(WRITTEN EXERCISE): Extend the text below on benchmarking NoSQL databases with YCSB, picking up after its final line about the product category field.

Yahoo Cloud Serving Benchmark (NGDB)

This project is dedicated to benchmarking some of the most popular NoSQL databases, including Redis, MongoDB and Cassandra, using the Yahoo! Cloud Serving Benchmark (YCSB).

Overview

YCSB is an open-source benchmarking tool created by Yahoo! to assess the performance of various NoSQL databases. It provides a standardized framework for testing the scalability and performance of different data stores under realistic workloads. This project mainly uses a products table and aach product in this table contains essential information, including its name, price, availability, description and category. Three distinct workloads were defined to assess different database scenarios.

In this repository, we focus on benchmarking three prominent NoSQL databases:

Redis: an in-memory data store used for caching and high-speed data access;
MongoDB: a powerful document-oriented database known for its flexibility and scalability;
Cassandra: a distributed, fault-tolerance, highly available and scalable NoSQL database designed for handling large amounts of data.

Table Structure

The products table represents a simplified e-commerce product catalog, with the following schema:
- Name: the name of the product;
- Price: the price of the product;
- Availability: whether the product is in stock (true/false);
- Description: a brief description of the product;
- Category: the category or type of the product.

(SUPPLIED INFORMATION):
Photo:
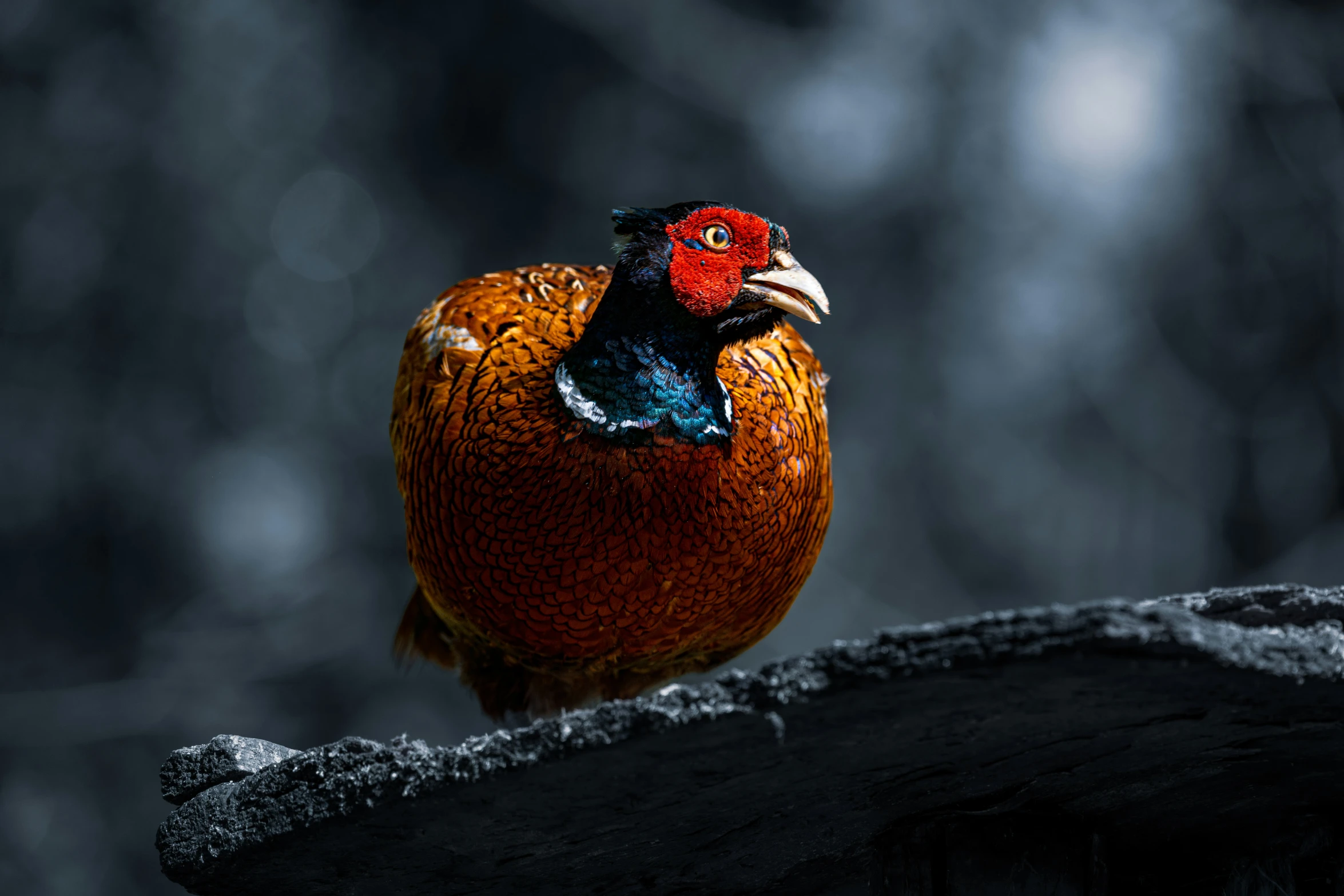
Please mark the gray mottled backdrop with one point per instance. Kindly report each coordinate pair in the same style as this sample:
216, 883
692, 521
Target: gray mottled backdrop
1084, 256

(IN RESPONSE):
Workloads:
- Read-heavy Workload (65% Read, 30% Scan, 5% Update): this workload simulates scenarios where users browse product information, customer reviews or order history; it focuses predominantly on read operations, suggesting that the system needs to efficiently handle a large volume of read requests, ensuring fast and reliable access, and scan operations, indicating the need for retrieving a range of data such as searching for items based on specific criteria; moreover, it also includes occasional updates to product attributes.
- Updates-intensive Workload (80% Update, 10% Read, 10% Read-Modify-Write): this workload reproduces tasks such as processing customer orders, updating inventory levels or managin product details; given the high proportion of update operations, the system needs to efficiently handle a significant number of requests to modify existing (like updating stock levels, tracking order status, editing prices), on the other hand the small proportion of read operations could indicate users that browse information or reviews, whilst the small proportion of read-modify-write operations indicates scenarios where data needs to be retrieved, modified and then written back to the database.
- Insert-intensive Workload (80% Insert, 10% Read, 10% Update): this workload simulates scenarios where existing data are retrieved and modified or new information is added to the database; the majority of insert operations suggests a focus on adding new data (like new customer registrations, new products to the catalog, new reviews), the read operations involve recovering data (for example, customer reviews, personalized contents) while the small proportion of update operations suggests the need for modifying existing data such as updating customer profiles, adjusting product quantities.

Key Features

Benchmarking Configurations: we provide pre-configured YCSB benchmarking scenarios for Redis, MongoDB and Cassandra. These configurations are designed to simulate real-world use cases and can be easily customized to fit your specific requirements.
Performance Metrics: track essential performance metrics such as throughput, latency and resource utilization for each database during benchmarking.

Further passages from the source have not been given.